::: Excerpt provided :::

In our latest Eat Here Now column, we serve up the newest, the hottest, the buzziest or simply the rediscovered in SF food. If you can pick only one place to eat at this week — go here.
If ’90s fashion — from chokers to slip dresses to platform heels — can make a comeback, why not ’90s-era restaurants?
Specifically, ’90s-style restaurant service. This wasn’t something I even knew I wanted until a recent dinner at Bix, the 36-year-old Jackson Square restaurant that was a ’90s hot spot for live jazz and meticulously made martinis. I had just entered the restaurant and was trying to pick out my friends from the sea of shadowy faces at the bar when a figure seemed to apparate at my elbow.
“Welcome. May I check that for you?” a sharply dressed manager asked with a smile, gesturing to my backpack.
The question took me by surprise, but I handed it over (receiving a numbered token in exchange), grateful to not have to tote my utilitarian bag through the stylish dining room and upstairs to our table.

::: Supplied information :::

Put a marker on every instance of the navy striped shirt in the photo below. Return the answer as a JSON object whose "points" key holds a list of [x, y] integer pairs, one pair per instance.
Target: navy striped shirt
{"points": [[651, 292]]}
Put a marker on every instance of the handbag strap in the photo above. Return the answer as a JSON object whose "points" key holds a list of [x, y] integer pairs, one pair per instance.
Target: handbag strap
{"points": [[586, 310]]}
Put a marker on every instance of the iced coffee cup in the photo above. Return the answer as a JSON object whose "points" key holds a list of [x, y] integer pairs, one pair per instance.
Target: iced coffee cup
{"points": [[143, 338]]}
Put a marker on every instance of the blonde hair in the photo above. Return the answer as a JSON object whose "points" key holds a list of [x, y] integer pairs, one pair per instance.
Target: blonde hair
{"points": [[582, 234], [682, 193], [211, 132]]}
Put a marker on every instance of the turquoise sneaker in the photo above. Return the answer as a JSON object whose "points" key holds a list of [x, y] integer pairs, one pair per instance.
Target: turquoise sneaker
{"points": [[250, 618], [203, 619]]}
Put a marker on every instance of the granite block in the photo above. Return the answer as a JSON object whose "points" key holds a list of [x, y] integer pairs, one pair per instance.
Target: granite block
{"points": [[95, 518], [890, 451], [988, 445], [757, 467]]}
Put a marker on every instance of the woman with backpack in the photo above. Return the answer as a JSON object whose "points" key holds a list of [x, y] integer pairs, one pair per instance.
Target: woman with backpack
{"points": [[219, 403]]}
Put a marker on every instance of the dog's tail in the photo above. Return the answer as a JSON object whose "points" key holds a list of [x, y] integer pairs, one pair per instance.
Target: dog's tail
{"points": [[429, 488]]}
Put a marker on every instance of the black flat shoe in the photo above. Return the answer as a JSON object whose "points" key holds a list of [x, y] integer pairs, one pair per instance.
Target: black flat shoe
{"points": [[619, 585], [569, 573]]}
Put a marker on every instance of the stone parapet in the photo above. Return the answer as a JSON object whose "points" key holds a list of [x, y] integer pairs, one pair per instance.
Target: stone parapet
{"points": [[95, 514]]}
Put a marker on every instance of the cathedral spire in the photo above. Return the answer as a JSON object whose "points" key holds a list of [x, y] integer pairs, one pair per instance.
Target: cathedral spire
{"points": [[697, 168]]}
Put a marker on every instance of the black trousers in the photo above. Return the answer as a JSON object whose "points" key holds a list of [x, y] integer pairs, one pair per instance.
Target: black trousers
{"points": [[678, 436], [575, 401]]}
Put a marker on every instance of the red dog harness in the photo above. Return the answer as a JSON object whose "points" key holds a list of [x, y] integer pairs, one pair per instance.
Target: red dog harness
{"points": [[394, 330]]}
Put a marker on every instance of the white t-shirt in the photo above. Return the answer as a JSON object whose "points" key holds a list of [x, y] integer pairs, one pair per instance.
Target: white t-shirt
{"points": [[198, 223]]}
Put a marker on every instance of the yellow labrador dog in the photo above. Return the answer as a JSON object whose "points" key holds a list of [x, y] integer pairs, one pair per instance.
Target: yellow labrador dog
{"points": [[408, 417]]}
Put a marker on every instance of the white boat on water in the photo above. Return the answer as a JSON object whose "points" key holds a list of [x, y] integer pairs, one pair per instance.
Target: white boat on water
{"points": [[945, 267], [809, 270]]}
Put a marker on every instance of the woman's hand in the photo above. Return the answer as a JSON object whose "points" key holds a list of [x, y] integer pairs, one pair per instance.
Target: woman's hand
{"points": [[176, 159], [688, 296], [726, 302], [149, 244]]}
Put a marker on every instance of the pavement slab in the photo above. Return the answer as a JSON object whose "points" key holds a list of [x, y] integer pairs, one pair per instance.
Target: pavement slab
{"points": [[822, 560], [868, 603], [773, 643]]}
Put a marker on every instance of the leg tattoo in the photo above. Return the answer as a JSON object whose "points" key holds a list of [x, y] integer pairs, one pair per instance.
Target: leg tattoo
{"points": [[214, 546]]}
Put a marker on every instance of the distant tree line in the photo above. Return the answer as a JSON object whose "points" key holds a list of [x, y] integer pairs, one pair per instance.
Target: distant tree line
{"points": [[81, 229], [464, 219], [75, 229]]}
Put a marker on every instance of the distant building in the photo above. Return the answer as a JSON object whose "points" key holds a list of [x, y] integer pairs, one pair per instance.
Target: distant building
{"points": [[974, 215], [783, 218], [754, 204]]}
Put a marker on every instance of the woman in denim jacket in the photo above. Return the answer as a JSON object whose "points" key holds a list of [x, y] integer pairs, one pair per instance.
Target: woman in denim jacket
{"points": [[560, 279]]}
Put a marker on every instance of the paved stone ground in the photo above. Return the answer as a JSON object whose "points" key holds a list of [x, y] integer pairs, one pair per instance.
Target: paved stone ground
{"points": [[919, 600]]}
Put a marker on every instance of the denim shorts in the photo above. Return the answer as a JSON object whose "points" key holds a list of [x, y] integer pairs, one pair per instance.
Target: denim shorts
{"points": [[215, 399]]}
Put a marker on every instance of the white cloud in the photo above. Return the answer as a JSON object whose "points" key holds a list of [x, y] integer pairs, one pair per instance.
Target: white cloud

:::

__Aim 1__. In the Bix restaurant column, what did the writer get in exchange for handing over the backpack?
__Aim 2__. Reproduce everything in the Bix restaurant column from "In our latest" down to "week — go here.".
__Aim 3__. Take the Bix restaurant column further, picking up right after its final sentence.

__Answer 1__. A numbered token.

__Answer 2__.
In our latest Eat Here Now column, we serve up the newest, the hottest, the buzziest or simply the rediscovered in SF food. If you can pick only one place to eat at this week — go here.

__Answer 3__.
As our party sank into the semicircular booth at a table draped in starched white linens, I got to thinking about how different Bix felt from other recent dining experiences: the lunch when I thought I might strain my neck trying to grab the attention of the server — or anyone at all — in an effort to get the bill; the dinner at which we had to ask for water three times.
I’m not expecting purse stools and tuxedos. But it is nice to be offered a black napkin to lay on your dark-colored pants and fresh utensils for the next course.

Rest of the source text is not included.